Copy the records below exactly.

Dataset items

──────────────────────────────

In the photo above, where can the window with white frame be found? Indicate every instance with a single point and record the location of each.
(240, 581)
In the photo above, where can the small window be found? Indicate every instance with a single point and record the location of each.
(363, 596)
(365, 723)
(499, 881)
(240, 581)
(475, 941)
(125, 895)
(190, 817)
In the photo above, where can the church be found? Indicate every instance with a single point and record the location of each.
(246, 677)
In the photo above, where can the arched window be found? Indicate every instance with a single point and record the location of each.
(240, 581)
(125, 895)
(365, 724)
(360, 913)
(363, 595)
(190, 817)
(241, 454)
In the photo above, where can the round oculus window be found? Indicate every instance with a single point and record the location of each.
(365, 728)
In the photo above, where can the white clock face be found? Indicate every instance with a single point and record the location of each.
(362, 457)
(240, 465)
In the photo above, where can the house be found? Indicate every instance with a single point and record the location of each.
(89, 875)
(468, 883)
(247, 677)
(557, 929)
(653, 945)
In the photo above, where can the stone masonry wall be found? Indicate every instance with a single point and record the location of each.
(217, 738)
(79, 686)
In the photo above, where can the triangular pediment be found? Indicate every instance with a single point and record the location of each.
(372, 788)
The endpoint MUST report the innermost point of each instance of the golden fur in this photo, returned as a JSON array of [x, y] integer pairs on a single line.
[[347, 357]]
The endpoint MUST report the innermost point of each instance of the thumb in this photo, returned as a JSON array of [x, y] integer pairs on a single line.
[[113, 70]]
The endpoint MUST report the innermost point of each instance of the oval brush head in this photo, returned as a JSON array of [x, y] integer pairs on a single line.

──────────────────────────────

● Expected answer:
In the photo above, where can the window with white frame be found? Indicate every instance with a single point and record the location of each.
(240, 581)
In the photo above, where can the small window be found? Indicate every instance with a single point and record the location of each.
(363, 596)
(365, 723)
(499, 881)
(240, 581)
(475, 941)
(125, 895)
(190, 817)
In the photo above, where can the church be found? Indicate every instance with a single point and record the location of each.
(246, 677)
In the photo above, where can the arched window be found? Indicate every instance with a single point and record the location of each.
(240, 581)
(125, 895)
(365, 724)
(360, 913)
(363, 595)
(190, 817)
(241, 454)
In the photo above, where can the round oculus window be found? Indicate every instance with a single point and record the location of each.
(365, 728)
In the photo above, where can the white clock face be found? Indicate every instance with a single point and record the location of each.
(362, 457)
(240, 465)
In the photo above, where can the house be found? Indicate every instance with a single point and record the location of each.
(89, 875)
(468, 883)
(247, 677)
(557, 929)
(653, 945)
In the photo above, where can the stone masonry wall be found? Indicate every instance with a single point and record the location of each.
(217, 738)
(79, 686)
In the photo above, where can the triangular pediment be found? Indicate every instance with a single point and record the location of each.
(372, 788)
The endpoint MUST report the innermost point of each instance of the golden fur in this photo, returned as a JSON array of [x, y] integer pairs on a single line.
[[347, 357]]
The endpoint MUST report the innermost point of each instance of the thumb in this photo, returned as a JSON array of [x, y] integer pairs on a single line.
[[113, 70]]
The endpoint MUST report the innermost point of each instance of the oval brush head in this photo, returned as a JSON array of [x, y] integer pairs on a single line.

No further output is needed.